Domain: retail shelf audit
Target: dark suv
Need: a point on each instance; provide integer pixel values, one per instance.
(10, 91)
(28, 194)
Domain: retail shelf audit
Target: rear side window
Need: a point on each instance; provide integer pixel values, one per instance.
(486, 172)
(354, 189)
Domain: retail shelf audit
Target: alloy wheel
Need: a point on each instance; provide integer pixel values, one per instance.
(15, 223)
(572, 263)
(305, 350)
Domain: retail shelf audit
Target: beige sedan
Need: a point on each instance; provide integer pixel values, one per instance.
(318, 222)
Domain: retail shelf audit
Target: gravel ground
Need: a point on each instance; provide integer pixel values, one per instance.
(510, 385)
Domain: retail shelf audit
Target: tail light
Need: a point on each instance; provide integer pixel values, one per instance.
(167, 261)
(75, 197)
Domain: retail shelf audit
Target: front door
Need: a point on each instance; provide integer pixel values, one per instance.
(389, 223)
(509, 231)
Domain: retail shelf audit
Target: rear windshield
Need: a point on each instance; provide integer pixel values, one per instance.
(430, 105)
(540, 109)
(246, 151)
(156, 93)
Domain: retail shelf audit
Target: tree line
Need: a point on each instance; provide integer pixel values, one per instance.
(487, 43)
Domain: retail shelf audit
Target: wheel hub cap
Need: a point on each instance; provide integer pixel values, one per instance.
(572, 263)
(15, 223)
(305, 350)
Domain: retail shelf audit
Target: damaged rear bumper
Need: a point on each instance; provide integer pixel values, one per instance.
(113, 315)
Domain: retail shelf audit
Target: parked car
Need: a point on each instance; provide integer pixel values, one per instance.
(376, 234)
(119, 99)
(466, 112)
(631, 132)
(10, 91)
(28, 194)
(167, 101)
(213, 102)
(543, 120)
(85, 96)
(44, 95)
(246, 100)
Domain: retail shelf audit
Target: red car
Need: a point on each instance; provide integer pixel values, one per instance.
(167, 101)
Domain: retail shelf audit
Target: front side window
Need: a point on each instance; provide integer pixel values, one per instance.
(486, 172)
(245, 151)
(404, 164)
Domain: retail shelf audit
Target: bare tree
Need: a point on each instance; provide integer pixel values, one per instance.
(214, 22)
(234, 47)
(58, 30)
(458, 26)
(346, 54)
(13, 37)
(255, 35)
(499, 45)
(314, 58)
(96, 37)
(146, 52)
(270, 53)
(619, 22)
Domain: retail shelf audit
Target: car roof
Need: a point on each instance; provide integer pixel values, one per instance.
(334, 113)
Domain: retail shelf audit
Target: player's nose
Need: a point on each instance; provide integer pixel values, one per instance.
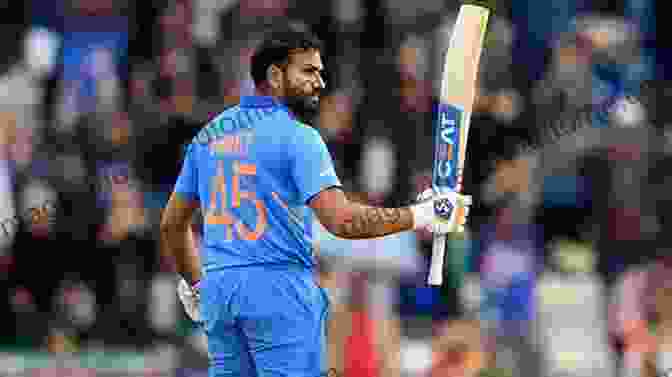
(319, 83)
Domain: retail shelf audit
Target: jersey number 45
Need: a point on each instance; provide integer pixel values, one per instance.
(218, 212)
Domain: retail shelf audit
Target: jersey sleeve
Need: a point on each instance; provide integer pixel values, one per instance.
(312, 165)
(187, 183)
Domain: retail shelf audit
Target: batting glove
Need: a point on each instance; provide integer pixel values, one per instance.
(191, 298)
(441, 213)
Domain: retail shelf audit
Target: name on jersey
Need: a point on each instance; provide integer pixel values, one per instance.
====
All of the records above must be copied exactly, except for the pictures.

Domain: retail shelf audit
Target: dark suv
Need: a point on each instance; provide integer pixel values, one per instance.
(10, 91)
(28, 194)
Domain: retail shelf audit
Target: rear side window
Need: a point on each instance; provide integer pixel values, one per instance.
(486, 172)
(354, 189)
Domain: retail shelf audit
Target: alloy wheel
Need: a point on each instance; provide integer pixel values, one per instance.
(15, 223)
(572, 263)
(305, 350)
Domain: retail shelf audit
Target: beige sedan
Need: a point on each instance; provide integer pixel values, one per instance.
(318, 222)
Domain: retail shelf audit
Target: gravel ground
Need: a point on each instance; provide integer pixel values, one per instance.
(510, 385)
Domain: retail shelf audit
Target: tail light
Need: a point on each instance; provide integer pixel values, one per instance.
(167, 261)
(75, 197)
Domain: retail shelf audit
Target: front door
Need: a point on each instance; provide integer pixel values, one per instance.
(389, 223)
(509, 231)
Domain: retail shelf audit
Target: rear windshield
Need: a point on each instance; provide integer pixel values, one per instance.
(430, 105)
(540, 109)
(246, 151)
(156, 93)
Domain: retail shelf audit
Target: tree line
Need: a point on each instance; provide integer pixel values, one per instance.
(487, 43)
Domain: retail shelf audit
Target: wheel hub cap
Need: a point on each instance; provide integer pixel values, one per instance.
(572, 263)
(15, 223)
(305, 350)
Domain: retail shelf audit
Target: damaged rear bumper
Need: a point on each instance; provide integer pixel values, one per instance.
(113, 315)
Domain: retail shelf audit
Target: parked car
Need: a point on each instance; provide integer pixel values, one per instance.
(376, 234)
(119, 99)
(466, 112)
(631, 132)
(10, 91)
(28, 194)
(167, 101)
(213, 102)
(543, 120)
(85, 96)
(44, 95)
(246, 100)
Domain: retail shelf audit
Target: red car
Need: a point on each instance; provide integer pixel values, one per instance.
(167, 101)
Domain: retail shelf audit
Target: front side window
Need: a point on each instance; provide integer pixel values, one per instance.
(486, 172)
(245, 151)
(404, 164)
Domain: retail shelf audit
Target: bare tree
Need: a point on each instance; provide integer pixel values, one per instance.
(214, 22)
(234, 47)
(58, 30)
(458, 26)
(346, 54)
(13, 37)
(255, 35)
(499, 45)
(314, 58)
(96, 37)
(146, 52)
(270, 53)
(619, 22)
Domain: retail shelf audit
Target: car roof
Need: a point on each instance; provide integer pixel values, one per instance.
(334, 113)
Domain: retail shelf audit
Target: player's nose
Need: a point on each instance; provide integer pixel values, one per instance.
(319, 83)
Domain: retail shelf audit
Target: jersey number 45
Need: a point on each instance; provide integer pixel values, one per instance.
(218, 212)
Domain: retail shelf audit
Target: jersey sleeve
Need: a point on each instance; provide integer pixel values, one per instance.
(312, 165)
(187, 183)
Domain: retail shelf audit
Target: batting glove
Need: a point on each instance; provide integer pixel values, one per instance.
(191, 298)
(441, 213)
Domain: retail shelf audit
Target: name on jersey
Need: a point on each instance; provide integer pixel values, one per instance.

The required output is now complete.